Kriegsflüchtlinge aus der Ukraine müssen kein Schutzverfahren durchlaufen und erhalten einen befristeten Aufenthaltsstatus. Sie bekommen Leistungen nach dem Asylbewerberleistungsgesetz. Die Geflüchteten haben so nur Zugang zu einer medizinischen Grundversorgung etwa über Krankenscheine. Anträge für Therapien sind möglich. Die Kosten übernehmen die Sozialämter. Häufig würden sie aber negativ beschieden, die Wartezeiten sind lang, kritisieren Experten.
In einigen Bundesländern gibt es Vereinbarungen der Landesregierung mit den Krankenkassen. Dort wird die Betreuung bereits durch die Krankenkassen übernommen. Für jeden angemeldeten Leistungsberechtigten werde eine elektronische Gesundheitskarte mit besonderer Statuskennzeichnung ausgegeben, sagt eine Sprecherin des Gesundheitsministeriums.
Die DPtV kritisiert allerdings, dass "den Geflüchteten nicht unmittelbar eine Versichertenkarte ausgestellt und ein regulärer Leistungsanspruch analog der GKV-Leistungen zur Verfügung steht." Vorsitzender Hentschel fordert ein deutliches Signal der Politik an die Krankenkassen, finanzielle Mittel für den Ausbau der Behandlungskapazitäten bereitzustellen. Psychotherapeuten könnten etwa zur Versorgung ermächtigt werden oder Sonderbedarfszulassungen erhalten. Zudem könnte die sogenannte Kostenerstattung ausgebaut werden. Das heißt: Patienten würden in Ausnahmefällen in einer Privatpraxis behandelt.
Zuletzt gab es Forderungen, dass Geflüchtete aus der Ukraine Zugang zu Hartz IV haben sollen. Auf diese Weise würden die Kommunen nicht nur die Kosten der Unterkunft erstattet bekommen, sondern die Menschen hätten auch die Möglichkeit, eine schnelle psychosoziale Versorgung zu erhalten, sagte die Grünen-Migrationsexpertin Filiz Polat.

____________________

- Aufgaben -
**a.** Beantworten Sie anhand des Textauszugs:
(i) Nach welchem Gesetz bekommen die Kriegsflüchtlinge aus der Ukraine Leistungen?
(ii) Was wird in Bundesländern mit entsprechenden Vereinbarungen für jeden angemeldeten Leistungsberechtigten ausgegeben?
(iii) Welche Funktion hat Filiz Polat?
**b.** Schreiben Sie aus dem Textauszug die Stelle von „Kriegsflüchtlinge aus der“ bis „Sprecherin des Gesundheitsministeriums.“ wortgetreu ab.
Die Einträge haben mit dem Textauszug nichts zu tun.

Daten zur Punktverortung in Bildern
____________________

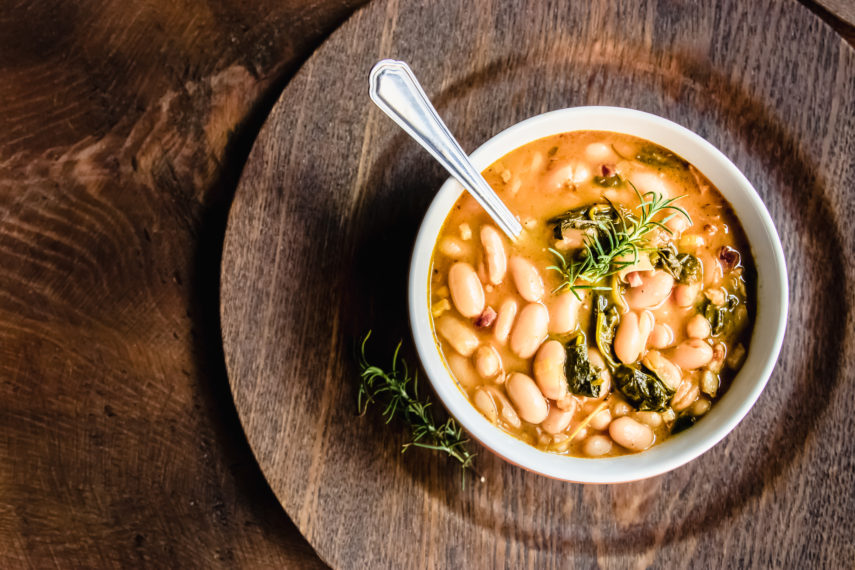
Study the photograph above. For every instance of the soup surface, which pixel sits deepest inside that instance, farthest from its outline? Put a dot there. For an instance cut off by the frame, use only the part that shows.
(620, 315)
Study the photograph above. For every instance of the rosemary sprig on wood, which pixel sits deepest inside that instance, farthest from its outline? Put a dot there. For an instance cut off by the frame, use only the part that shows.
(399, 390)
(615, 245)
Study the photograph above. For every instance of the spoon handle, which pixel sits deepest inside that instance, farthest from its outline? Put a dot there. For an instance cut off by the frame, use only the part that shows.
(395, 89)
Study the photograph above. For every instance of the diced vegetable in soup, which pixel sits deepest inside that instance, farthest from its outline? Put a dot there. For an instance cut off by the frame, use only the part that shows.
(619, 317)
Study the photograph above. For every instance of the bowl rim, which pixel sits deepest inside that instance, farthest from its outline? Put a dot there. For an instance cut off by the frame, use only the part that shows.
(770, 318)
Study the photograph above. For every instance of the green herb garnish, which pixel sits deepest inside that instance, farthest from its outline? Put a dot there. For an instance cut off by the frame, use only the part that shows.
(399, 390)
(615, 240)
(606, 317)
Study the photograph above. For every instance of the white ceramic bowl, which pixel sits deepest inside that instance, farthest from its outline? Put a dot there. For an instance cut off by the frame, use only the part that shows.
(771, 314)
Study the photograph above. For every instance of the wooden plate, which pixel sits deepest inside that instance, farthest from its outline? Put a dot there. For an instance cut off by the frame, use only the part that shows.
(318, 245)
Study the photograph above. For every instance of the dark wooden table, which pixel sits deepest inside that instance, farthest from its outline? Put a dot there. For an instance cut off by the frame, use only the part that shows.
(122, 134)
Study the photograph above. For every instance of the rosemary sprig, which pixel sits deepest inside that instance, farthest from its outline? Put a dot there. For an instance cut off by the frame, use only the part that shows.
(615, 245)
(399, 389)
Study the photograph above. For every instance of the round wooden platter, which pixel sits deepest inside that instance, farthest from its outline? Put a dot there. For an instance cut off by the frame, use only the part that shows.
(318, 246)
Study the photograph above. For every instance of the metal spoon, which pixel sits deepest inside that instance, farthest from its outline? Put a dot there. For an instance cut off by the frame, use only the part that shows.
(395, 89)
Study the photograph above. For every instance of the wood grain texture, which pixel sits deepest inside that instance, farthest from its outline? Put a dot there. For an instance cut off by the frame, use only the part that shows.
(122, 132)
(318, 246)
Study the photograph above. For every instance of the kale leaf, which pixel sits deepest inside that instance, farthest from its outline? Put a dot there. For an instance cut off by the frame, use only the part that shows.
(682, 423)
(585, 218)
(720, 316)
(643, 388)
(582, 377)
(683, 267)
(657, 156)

____________________

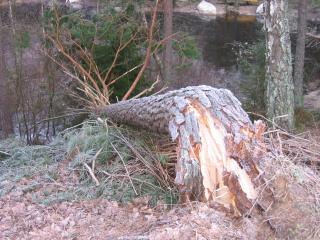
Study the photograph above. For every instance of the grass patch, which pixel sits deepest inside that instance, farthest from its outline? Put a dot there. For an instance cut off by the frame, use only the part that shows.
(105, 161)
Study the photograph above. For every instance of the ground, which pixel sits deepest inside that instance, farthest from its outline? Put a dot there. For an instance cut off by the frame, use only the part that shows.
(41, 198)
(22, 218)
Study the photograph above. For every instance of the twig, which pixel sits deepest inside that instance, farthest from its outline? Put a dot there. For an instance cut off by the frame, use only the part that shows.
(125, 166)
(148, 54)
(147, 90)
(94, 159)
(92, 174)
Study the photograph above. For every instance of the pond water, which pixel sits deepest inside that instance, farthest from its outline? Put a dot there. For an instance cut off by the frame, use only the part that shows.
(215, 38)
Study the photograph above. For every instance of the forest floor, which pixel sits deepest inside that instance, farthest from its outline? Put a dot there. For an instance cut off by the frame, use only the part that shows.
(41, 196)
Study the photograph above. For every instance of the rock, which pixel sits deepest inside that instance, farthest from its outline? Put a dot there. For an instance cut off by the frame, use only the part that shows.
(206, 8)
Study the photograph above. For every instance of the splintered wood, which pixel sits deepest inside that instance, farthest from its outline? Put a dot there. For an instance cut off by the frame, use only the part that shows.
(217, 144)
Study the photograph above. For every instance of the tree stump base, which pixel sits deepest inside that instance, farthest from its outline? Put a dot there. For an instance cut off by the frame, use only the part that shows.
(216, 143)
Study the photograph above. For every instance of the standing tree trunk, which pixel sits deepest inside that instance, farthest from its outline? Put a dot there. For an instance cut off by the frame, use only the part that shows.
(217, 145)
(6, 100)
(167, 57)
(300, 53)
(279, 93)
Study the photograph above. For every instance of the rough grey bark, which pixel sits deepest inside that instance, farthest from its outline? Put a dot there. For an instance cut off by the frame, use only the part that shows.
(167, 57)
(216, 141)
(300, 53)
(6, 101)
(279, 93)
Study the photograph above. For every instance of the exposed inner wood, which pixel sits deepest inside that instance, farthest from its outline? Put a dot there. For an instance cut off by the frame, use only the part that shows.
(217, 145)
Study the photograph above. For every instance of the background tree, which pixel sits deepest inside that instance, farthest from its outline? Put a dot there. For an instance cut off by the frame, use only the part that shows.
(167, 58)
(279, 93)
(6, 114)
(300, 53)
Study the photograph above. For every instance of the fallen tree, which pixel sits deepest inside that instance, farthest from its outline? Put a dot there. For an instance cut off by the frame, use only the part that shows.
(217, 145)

____________________

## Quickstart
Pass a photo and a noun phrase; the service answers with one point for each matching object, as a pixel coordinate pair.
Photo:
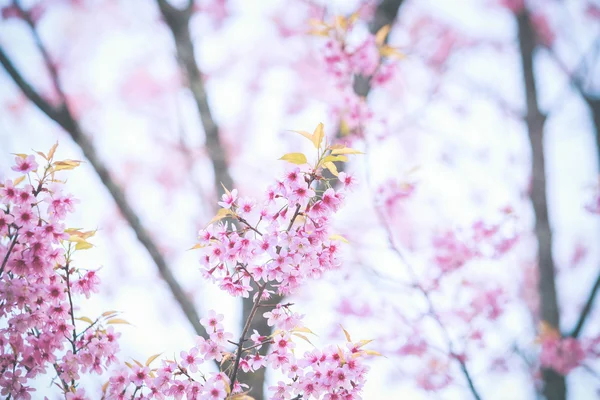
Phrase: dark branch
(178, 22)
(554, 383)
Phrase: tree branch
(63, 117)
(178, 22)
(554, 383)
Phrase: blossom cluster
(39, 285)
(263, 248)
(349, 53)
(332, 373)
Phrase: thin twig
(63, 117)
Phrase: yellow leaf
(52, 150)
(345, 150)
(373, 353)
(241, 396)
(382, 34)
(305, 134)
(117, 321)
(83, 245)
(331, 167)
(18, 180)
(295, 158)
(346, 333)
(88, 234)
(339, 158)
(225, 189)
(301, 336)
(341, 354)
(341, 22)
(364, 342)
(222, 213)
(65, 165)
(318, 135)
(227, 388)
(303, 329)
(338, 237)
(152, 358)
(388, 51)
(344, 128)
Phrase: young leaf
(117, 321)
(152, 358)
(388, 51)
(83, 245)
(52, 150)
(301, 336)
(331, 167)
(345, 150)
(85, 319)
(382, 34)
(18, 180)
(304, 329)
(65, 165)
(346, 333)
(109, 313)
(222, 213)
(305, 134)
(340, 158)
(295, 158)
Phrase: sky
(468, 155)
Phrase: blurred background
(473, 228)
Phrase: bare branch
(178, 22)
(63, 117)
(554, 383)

____________________

- Lösungen -
**a.**
(i) Nach dem Asylbewerberleistungsgesetz.
(ii) Eine elektronische Gesundheitskarte mit besonderer Statuskennzeichnung.
(iii) Sie ist Migrationsexpertin der Grünen.

**b.**
Kriegsflüchtlinge aus der Ukraine müssen kein Schutzverfahren durchlaufen und erhalten einen befristeten Aufenthaltsstatus. Sie bekommen Leistungen nach dem Asylbewerberleistungsgesetz. Die Geflüchteten haben so nur Zugang zu einer medizinischen Grundversorgung etwa über Krankenscheine. Anträge für Therapien sind möglich. Die Kosten übernehmen die Sozialämter. Häufig würden sie aber negativ beschieden, die Wartezeiten sind lang, kritisieren Experten.
In einigen Bundesländern gibt es Vereinbarungen der Landesregierung mit den Krankenkassen. Dort wird die Betreuung bereits durch die Krankenkassen übernommen. Für jeden angemeldeten Leistungsberechtigten werde eine elektronische Gesundheitskarte mit besonderer Statuskennzeichnung ausgegeben, sagt eine Sprecherin des Gesundheitsministeriums.